*GOAL*.
Copy each of the rows below verbatim, without changing a single character.
┄┄┄┄┄┄┄┄┄┄
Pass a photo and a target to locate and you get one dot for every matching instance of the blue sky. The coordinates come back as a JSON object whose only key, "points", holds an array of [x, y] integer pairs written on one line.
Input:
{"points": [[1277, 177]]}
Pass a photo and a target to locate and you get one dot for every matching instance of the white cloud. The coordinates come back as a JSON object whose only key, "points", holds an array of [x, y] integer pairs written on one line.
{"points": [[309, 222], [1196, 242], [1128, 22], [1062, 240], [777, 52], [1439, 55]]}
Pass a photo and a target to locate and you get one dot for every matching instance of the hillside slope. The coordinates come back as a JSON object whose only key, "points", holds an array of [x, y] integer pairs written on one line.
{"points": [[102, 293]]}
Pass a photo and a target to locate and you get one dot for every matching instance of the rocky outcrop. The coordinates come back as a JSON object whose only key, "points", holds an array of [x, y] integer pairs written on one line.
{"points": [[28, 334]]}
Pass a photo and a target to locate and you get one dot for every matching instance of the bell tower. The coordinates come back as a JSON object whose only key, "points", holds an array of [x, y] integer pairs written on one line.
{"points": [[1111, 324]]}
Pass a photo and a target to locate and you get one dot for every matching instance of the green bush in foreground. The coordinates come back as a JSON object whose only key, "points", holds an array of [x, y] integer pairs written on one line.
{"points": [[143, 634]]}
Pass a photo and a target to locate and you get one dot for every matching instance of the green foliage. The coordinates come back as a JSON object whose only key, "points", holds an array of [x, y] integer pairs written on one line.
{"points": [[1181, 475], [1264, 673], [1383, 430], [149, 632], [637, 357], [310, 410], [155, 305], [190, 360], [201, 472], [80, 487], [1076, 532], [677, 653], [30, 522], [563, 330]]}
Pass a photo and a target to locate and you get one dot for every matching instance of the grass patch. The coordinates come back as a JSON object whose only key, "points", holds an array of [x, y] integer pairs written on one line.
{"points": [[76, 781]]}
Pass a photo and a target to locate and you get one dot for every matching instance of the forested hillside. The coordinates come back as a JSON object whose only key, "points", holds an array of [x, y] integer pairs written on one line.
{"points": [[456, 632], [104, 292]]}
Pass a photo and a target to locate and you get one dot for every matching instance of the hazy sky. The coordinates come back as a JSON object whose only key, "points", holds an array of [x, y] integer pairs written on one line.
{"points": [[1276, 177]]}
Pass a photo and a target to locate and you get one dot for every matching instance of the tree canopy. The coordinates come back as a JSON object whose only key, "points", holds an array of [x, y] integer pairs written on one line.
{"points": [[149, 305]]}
┄┄┄┄┄┄┄┄┄┄
*WRITTEN SOLUTION*.
Pass a photo and a target to locate and you get one dot for every matching instance of the blue sky. The coordinates come back as a JSON object whose only key, "points", holds an array of [x, y] integer pairs written on one line.
Input:
{"points": [[1277, 177]]}
Pass a photo and a target to locate and you get one dot for every matching instance of the white cloud. The coordinates come back as a JSON object whose only key, "points", holds an array of [x, y] integer pairs written on one line.
{"points": [[309, 222], [1196, 242], [1128, 22], [1062, 240], [777, 52], [1439, 55]]}
Pass a photo and a target to locate and you get one dot for every matching instance of the hillside slope. The coordinates come back as a JSON object whose only key, "points", holds an array of [x, y] integer pairs written on one line.
{"points": [[102, 293]]}
Pass a photo and a target to locate and you get one dot for every matching instance of the rocky outcrop. The coordinates come back as a JSON object whose only key, "points", holds an array of [x, y] integer pairs written on one line.
{"points": [[28, 334]]}
Pass a photo and a target to locate and you get one dot for every matching instance of the bell tower. The coordinates come back as a JSON object whose only key, "points", holds an array of [x, y] integer pairs written on one line.
{"points": [[1111, 324]]}
Pass a photo and a target to locate and you get one dot for every matching instance of the green bush in foreground. The coordinates come back as a JSON object whose only key, "points", holds an array of [x, y] integer pairs written on one line.
{"points": [[143, 634]]}
Pass a photo and a target to locate and you get one dot for every matching instance of the green foliage. The coordinates come back as a JSON object whose only key, "points", holds an array of [x, y] integer pairs written on one line.
{"points": [[1181, 475], [1264, 673], [1383, 430], [149, 632], [637, 357], [310, 410], [155, 305], [190, 360], [201, 472], [80, 487], [1076, 532], [677, 653], [30, 522], [563, 330]]}
Pass a photo and a target to locate and you get one dot for every matching instance of the grass patch. The coordinates come back as a JSON object whose only key, "points", holds an array of [x, y] integer pairs written on one line.
{"points": [[76, 781]]}
Pass a photo and a target to locate and you get one dot for every matching instance of the forested hillside. The coordinates come back as a JSON object whose only key, "points", holds an array of [x, y] integer pairs written on one line.
{"points": [[456, 632], [104, 292]]}
Pass a photo and a target to locate and you get one dot for every matching instance of the hazy sky. The coordinates come back as a JSON object whose only key, "points", holds an array of [x, y] integer pairs written on one line.
{"points": [[1276, 177]]}
Pass a photo and a target to locate and you get one dot for every matching instance of the tree canopy. The coordinates come back as a JSON object whose only key, "points", holds an array of [x, y] integer pairs written on one line.
{"points": [[149, 305]]}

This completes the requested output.